*AIM*
Copy every one of the records below word for word, leaving out the pictures.

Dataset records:
⟨
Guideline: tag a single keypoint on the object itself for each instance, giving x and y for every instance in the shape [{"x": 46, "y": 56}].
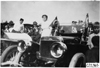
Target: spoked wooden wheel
[{"x": 9, "y": 55}]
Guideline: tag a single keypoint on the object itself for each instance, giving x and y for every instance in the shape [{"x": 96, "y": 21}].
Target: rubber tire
[
  {"x": 76, "y": 58},
  {"x": 7, "y": 51}
]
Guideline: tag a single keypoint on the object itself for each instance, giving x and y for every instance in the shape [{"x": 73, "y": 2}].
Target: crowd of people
[{"x": 53, "y": 29}]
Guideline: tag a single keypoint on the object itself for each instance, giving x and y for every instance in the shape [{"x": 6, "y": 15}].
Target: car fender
⟩
*WRITTEN ANSWER*
Guideline: tag a single keypoint on the object itself for each instance, giving x and y for every instance in the shape [{"x": 46, "y": 56}].
Target: spoked wooden wheel
[{"x": 9, "y": 55}]
Guideline: tag a single keypoint on the object itself for each instance, giving x and y for every instance in the shape [{"x": 96, "y": 21}].
Target: rubber tire
[
  {"x": 76, "y": 58},
  {"x": 7, "y": 51}
]
Guideline: tag a single keypoint on the object itself for each instance, giving x and y for every instance in the shape [{"x": 73, "y": 2}].
Target: crowd of people
[{"x": 53, "y": 29}]
Guideline: tag a single keypoint on the object itself for each instance, giving x and y for every instance in the shape [{"x": 6, "y": 15}].
Target: car fender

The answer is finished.